About this exercise: Copy each of the following entries back without change.

Working data:

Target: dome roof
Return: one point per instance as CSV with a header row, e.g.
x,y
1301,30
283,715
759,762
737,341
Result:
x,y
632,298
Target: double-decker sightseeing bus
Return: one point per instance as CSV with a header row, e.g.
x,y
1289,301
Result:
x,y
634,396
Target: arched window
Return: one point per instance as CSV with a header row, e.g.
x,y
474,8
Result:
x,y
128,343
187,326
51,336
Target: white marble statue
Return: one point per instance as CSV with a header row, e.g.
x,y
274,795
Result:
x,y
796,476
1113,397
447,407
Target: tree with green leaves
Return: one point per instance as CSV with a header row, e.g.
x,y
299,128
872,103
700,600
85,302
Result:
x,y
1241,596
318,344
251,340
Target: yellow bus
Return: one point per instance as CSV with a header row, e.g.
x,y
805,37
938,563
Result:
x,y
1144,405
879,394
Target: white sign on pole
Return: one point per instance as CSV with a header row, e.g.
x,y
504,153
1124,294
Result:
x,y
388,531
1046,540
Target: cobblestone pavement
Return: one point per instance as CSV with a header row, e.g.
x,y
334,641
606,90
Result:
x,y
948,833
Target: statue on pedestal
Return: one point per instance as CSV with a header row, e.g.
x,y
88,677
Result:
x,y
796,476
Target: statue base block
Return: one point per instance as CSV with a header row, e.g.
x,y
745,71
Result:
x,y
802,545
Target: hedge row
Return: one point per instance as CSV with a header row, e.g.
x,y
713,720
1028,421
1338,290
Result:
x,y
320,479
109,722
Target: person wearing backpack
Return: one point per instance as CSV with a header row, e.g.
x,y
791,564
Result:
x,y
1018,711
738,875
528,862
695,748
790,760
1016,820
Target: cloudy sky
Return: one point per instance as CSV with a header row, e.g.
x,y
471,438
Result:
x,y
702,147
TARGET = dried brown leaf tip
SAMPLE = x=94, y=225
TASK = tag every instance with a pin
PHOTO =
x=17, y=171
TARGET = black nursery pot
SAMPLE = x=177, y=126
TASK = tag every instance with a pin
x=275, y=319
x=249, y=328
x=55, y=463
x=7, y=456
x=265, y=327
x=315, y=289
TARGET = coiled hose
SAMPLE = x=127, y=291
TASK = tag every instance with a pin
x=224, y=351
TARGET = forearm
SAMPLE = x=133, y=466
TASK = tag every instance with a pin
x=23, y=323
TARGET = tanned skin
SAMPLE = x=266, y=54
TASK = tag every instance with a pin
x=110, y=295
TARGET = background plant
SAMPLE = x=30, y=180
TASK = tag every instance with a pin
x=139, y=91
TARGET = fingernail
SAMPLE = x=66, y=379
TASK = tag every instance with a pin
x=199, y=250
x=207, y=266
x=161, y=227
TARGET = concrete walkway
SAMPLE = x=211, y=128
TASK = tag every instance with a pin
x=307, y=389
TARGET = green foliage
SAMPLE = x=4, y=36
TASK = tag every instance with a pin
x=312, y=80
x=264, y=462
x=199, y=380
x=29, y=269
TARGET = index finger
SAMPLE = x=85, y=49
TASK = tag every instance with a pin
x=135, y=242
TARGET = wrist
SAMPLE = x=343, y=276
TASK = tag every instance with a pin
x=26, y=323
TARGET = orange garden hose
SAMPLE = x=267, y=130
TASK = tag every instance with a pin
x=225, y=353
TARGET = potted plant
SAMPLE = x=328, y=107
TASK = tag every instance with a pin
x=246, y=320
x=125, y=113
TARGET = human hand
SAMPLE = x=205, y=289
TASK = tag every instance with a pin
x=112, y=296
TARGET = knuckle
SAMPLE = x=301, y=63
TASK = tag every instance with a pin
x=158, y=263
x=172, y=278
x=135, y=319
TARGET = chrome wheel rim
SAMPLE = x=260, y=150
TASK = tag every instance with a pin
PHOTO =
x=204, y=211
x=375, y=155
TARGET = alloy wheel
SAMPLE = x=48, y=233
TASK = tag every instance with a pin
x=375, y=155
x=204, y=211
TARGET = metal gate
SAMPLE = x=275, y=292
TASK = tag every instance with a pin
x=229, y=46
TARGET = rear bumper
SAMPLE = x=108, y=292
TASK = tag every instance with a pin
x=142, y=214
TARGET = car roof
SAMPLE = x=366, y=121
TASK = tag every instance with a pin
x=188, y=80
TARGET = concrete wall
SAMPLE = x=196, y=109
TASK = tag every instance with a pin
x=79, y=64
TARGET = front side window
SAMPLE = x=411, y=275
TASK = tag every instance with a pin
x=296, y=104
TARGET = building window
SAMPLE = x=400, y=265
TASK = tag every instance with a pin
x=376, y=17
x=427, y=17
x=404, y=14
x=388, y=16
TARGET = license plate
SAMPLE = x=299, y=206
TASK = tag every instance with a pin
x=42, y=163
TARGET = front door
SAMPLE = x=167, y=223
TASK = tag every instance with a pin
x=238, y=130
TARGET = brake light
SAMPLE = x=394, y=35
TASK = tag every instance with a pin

Solution below:
Target: dome roof
Return: one point per instance as CSV with a header row, e.g.
x,y
1301,30
283,715
759,762
737,341
Result:
x,y
632,298
Target: double-decker sightseeing bus
Return: one point per instance as CSV with a header row, e.g.
x,y
1289,301
Result:
x,y
634,396
Target: arched window
Return: one point per instance as CSV with a header row, e.g.
x,y
474,8
Result:
x,y
128,343
187,326
51,336
Target: white marble statue
Return: one point per instance as CSV with a header row, e.g.
x,y
274,795
Result:
x,y
796,476
1113,397
447,407
Target: tree with green leaves
Return: one point per instance as CSV with a header row, e.g.
x,y
299,128
872,103
700,600
85,302
Result:
x,y
1241,596
318,344
251,340
Target: yellow bus
Return: one point per instance as CSV with a header row, e.g.
x,y
805,37
938,563
Result:
x,y
1144,405
879,394
Target: white sign on pole
Return: one point per instance as CSV with a header row, e.g.
x,y
504,153
1124,294
Result:
x,y
388,531
1046,540
Target: cobblestone pavement
Return: one point per instance as CSV with a header row, e.g.
x,y
334,641
606,90
Result:
x,y
948,833
Target: statue on pedestal
Return: one point per instance as CSV with a header row, e.g.
x,y
88,677
Result:
x,y
796,476
Target: statue base block
Return: one point per instance as CSV with a header row, e.g.
x,y
745,71
Result:
x,y
802,545
Target: hedge row
Return: one point per instance as CSV with a header row, e.g.
x,y
713,720
1028,421
1338,290
Result:
x,y
320,479
109,722
Target: person wearing backpack
Return: one point per instance as CSV with a header row, e.g.
x,y
791,564
Result:
x,y
1018,711
738,875
528,862
695,748
790,760
1016,820
Target: cloudy sky
Return: one point per instance as CSV with a header row, e.g.
x,y
471,438
Result:
x,y
702,147
TARGET = dried brown leaf tip
SAMPLE = x=94, y=225
TASK = tag every instance with a pin
PHOTO =
x=17, y=171
TARGET = black nursery pot
SAMPLE = x=177, y=126
TASK = tag every instance with a pin
x=275, y=319
x=249, y=328
x=55, y=463
x=7, y=456
x=265, y=327
x=315, y=289
TARGET = coiled hose
SAMPLE = x=127, y=291
TASK = tag every instance with a pin
x=224, y=351
TARGET = forearm
SAMPLE = x=133, y=466
TASK = tag every instance with a pin
x=23, y=323
TARGET = tanned skin
SAMPLE = x=266, y=54
TASK = tag every instance with a pin
x=110, y=295
TARGET = background plant
SAMPLE = x=30, y=180
TASK = tag every instance with a pin
x=139, y=91
TARGET = fingernail
SAMPLE = x=66, y=379
TASK = tag every instance with a pin
x=199, y=250
x=207, y=266
x=161, y=227
TARGET = concrete walkway
SAMPLE = x=211, y=128
TASK = tag every instance with a pin
x=307, y=389
TARGET = green foliage
SAMPLE = x=4, y=36
TASK = tag every instance with a pin
x=312, y=80
x=264, y=462
x=199, y=380
x=29, y=269
TARGET = index finger
SAMPLE = x=85, y=49
TASK = tag every instance with a pin
x=135, y=242
TARGET = wrist
SAMPLE = x=343, y=276
TASK = tag every instance with a pin
x=26, y=323
TARGET = orange garden hose
SAMPLE = x=267, y=130
TASK = tag every instance with a pin
x=225, y=353
TARGET = potted plant
SAMPLE = x=328, y=107
TASK = tag every instance with a pin
x=246, y=320
x=125, y=113
TARGET = human hand
SAMPLE = x=205, y=289
TASK = tag every instance with a pin
x=112, y=296
TARGET = knuckle
SAMPLE = x=301, y=63
TASK = tag every instance with a pin
x=158, y=263
x=172, y=278
x=135, y=319
TARGET = chrome wheel rim
SAMPLE = x=260, y=150
TASK = tag every instance with a pin
PHOTO =
x=204, y=211
x=375, y=155
TARGET = alloy wheel
SAMPLE = x=48, y=233
TASK = tag every instance with a pin
x=375, y=155
x=204, y=211
TARGET = metal gate
SAMPLE = x=275, y=292
TASK = tag every instance with a pin
x=229, y=46
TARGET = rear bumper
SAMPLE = x=108, y=292
TASK = tag every instance with a pin
x=142, y=214
TARGET = car roof
SAMPLE = x=366, y=121
TASK = tag every instance with a pin
x=188, y=80
TARGET = concrete wall
SAMPLE = x=196, y=109
TASK = tag every instance with a pin
x=79, y=64
TARGET = front side window
SAMPLE = x=411, y=275
TASK = tag every instance with a pin
x=296, y=104
TARGET = building window
SAMPLE = x=400, y=265
TASK = tag every instance with a pin
x=376, y=17
x=427, y=17
x=404, y=14
x=388, y=16
TARGET = license plate
SAMPLE = x=299, y=206
TASK = tag every instance with a pin
x=42, y=163
TARGET = front door
SAMPLE = x=167, y=223
TASK = tag every instance with a pin
x=238, y=130
TARGET = brake light
SAMPLE = x=394, y=35
TASK = tag every instance with a pin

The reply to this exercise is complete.